* **What you will do**
In every item below, change "photo" to "image" and reproduce the lines with nothing else altered. Omit the pictures from your output.

* **Collected data entries**
______

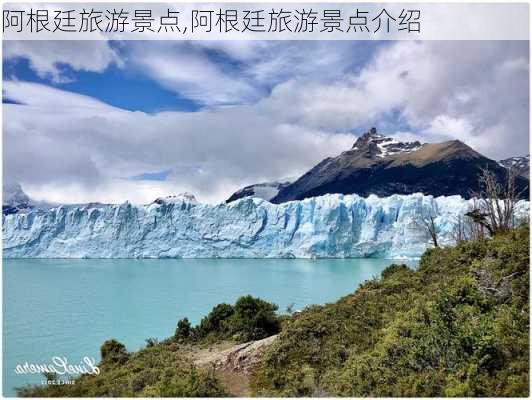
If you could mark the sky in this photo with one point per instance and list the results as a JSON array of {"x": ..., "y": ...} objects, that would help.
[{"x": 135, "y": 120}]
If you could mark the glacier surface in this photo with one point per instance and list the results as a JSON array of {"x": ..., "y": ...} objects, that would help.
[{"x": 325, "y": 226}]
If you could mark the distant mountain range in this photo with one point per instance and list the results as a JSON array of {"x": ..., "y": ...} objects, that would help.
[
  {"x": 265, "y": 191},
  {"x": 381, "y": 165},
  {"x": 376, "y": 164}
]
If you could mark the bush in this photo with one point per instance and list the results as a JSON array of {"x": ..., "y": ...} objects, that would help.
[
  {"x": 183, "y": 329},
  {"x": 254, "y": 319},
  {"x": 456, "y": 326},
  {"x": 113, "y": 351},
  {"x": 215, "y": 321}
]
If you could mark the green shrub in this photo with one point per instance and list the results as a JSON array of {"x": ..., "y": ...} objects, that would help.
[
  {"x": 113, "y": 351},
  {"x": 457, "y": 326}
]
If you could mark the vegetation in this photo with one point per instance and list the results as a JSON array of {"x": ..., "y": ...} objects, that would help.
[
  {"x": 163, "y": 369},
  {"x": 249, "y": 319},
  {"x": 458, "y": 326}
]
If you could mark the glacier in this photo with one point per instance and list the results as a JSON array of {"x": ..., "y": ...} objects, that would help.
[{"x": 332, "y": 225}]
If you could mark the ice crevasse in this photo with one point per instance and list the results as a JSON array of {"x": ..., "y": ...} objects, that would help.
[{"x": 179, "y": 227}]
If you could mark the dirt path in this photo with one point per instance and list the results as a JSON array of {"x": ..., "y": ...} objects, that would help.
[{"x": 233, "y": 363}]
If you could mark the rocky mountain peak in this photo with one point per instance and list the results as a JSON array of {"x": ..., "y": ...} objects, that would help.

______

* **Result**
If you could mark the sky in this image with one point per instance and list the results as a JSON array of {"x": ..., "y": ...} objects, that would help.
[{"x": 135, "y": 120}]
If you could mark the glacier surface in this image with one point per instance and list the results as a JSON array of {"x": ..., "y": ...} objects, that would help.
[{"x": 325, "y": 226}]
If you could mark the distant mountain range in this image with one point per instance and list the results as a JSON array of {"x": ..., "y": ...} objects, that would help.
[
  {"x": 265, "y": 191},
  {"x": 381, "y": 165},
  {"x": 376, "y": 164}
]
If you could mark the bush in this image with one point per instance and list the results as a JSON array of {"x": ..., "y": ...} objects, that would help.
[
  {"x": 183, "y": 329},
  {"x": 254, "y": 319},
  {"x": 456, "y": 326},
  {"x": 113, "y": 351},
  {"x": 215, "y": 321}
]
If you could mark the green shrub in this image with one point per instance and list the results as a JSON array of {"x": ..., "y": ...} objects, that would help.
[
  {"x": 113, "y": 351},
  {"x": 457, "y": 326}
]
If you could mark the vegetation in this image with one point per instance and list the results as a JSON array of {"x": ..., "y": ...} objects, that would help.
[
  {"x": 163, "y": 369},
  {"x": 249, "y": 319},
  {"x": 458, "y": 326}
]
If you could mark the glacier in this image with one point per instance and list the results as a JSON array of {"x": ..., "y": ...} objects, that would help.
[{"x": 332, "y": 225}]
If you could mark the ice crevasse in this image with one point per instance and list the results as a JSON array of {"x": ..., "y": ...} objects, that would help.
[{"x": 179, "y": 227}]
If you could mark the dirt path in this image with one point per instance and list the results as a JSON array of {"x": ..., "y": ...} objects, that would help.
[{"x": 233, "y": 363}]
If you could mark the rocky mountain peak in this image with one point per instance and list the results as a JSON array of {"x": ..., "y": ...} objects, that would help.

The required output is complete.